Tag Archives: ever since i saw pandora blake doing a hot photoshoot in caged knickers i have craved a pair with all my heart

On thongs, french knickers, and everything in between

Like a friendly wedding DJ, I’m always happy to take requests. The most recent one came from a gentleman who emailed me to ask about thongs. Specifically he asked if I could write about them in-depth, presumably so that he could read the entry with one hand down his own pants and an eager smile on his face.

Problem is, I’m personally not that bothered about thongs. I discovered them when I was younger and – initially – I was a huge fan. I had exactly the kind of arse that looks brilliant in them, and to be honest a decent thong frames someone’s bum in a beautiful minimalist way – slim fabric tracing the line of their crack and curving round the top of each buttock like a ribbon decorating a present. Lovely.

Thongs as sex wear

Unfortunately, my ‘oh God thongs are so hot’ phase clashed horribly with my ‘wearing corduroy trousers that were always a size too big for me’ phase. This led to some deeply hot moments – a mate picking me up, throwing me over his shoulder and carrying me across a bowling alley while the then Love Of My Life looked on and bit his lip with poorly-disguised lust.

When we got home the first thing he did was shove both hands down the back of my trousers and gulp “I’ve been wanting to do that ever since. I just want to fucking bite you.”

But these hot moments were greatly outnumbered by the not-so-hot ones. Catty whispers from people nearby when they noticed the slim fabric line peeking out of the top of my trousers. Guys who thought they were breaking new comedy ground by slipping their fingers beneath the fabric and twanging it like giggling schoolchildren.

The guy who emailed me to ask about thongs made very specific mention of the fact that he thinks they’re especially hot on ‘corporate’ girls. By which I can only imagine he means ‘women who work in offices and generally dress in suits.’ Apparently the tantalising glimpse of thong fabric is especially good when it appears above smart trousers, ideally in a meeting of some sort.

- Provided records:
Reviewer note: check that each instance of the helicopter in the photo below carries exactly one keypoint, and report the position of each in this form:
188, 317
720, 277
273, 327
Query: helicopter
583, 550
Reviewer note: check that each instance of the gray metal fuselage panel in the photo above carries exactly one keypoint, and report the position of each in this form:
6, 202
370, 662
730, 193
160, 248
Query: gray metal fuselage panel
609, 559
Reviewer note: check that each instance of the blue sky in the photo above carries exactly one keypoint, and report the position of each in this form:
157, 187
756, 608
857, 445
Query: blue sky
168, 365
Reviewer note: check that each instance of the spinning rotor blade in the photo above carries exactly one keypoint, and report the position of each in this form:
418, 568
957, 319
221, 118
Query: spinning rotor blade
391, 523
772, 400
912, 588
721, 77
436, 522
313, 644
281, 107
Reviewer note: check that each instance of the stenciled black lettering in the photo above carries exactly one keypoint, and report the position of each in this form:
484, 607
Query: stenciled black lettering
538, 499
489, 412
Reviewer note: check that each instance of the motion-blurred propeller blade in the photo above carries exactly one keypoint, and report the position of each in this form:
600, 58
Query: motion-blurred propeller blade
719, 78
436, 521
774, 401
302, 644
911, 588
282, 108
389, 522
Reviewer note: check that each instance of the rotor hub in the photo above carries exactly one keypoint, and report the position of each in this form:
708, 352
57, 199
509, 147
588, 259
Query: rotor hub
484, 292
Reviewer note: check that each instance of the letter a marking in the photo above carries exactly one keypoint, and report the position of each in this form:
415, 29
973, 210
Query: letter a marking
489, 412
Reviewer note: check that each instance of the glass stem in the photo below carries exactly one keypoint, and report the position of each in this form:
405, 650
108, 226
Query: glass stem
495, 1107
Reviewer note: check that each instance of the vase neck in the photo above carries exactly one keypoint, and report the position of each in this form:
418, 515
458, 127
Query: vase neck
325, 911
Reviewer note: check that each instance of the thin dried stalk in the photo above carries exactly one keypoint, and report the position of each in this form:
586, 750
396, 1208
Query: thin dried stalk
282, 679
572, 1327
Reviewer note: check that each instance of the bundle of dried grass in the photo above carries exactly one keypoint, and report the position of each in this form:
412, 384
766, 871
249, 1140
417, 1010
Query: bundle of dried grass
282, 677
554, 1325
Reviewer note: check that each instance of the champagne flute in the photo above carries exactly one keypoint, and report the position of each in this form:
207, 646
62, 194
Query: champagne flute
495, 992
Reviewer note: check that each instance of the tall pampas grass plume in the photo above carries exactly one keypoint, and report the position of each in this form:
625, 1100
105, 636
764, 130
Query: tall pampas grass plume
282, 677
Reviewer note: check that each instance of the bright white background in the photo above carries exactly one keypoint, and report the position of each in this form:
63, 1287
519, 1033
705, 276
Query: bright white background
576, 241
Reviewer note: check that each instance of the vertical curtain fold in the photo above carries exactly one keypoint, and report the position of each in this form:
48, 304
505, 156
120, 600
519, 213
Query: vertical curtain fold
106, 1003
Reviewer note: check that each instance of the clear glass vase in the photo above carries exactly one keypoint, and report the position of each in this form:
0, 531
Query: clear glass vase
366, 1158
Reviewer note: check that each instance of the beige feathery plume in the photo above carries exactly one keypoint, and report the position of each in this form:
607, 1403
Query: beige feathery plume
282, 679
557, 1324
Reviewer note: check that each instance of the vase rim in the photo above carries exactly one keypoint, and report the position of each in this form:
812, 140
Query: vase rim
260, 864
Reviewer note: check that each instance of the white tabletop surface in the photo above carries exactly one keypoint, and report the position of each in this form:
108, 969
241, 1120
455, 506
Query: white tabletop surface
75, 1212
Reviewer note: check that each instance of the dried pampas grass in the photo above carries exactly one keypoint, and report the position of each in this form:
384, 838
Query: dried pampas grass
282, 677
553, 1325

- Aim 1:
In the post on thongs, what kind of trousers did the writer wear during the phase of loving thongs?
- Aim 2:
Return each line of the records that contains the word "fold".

- Full response 1:
Corduroy trousers that were always a size too big.

- Full response 2:
Reviewer note: check that each instance of the vertical curtain fold in the photo above carries exactly one keypoint, and report the position of each in this form:
Query: vertical curtain fold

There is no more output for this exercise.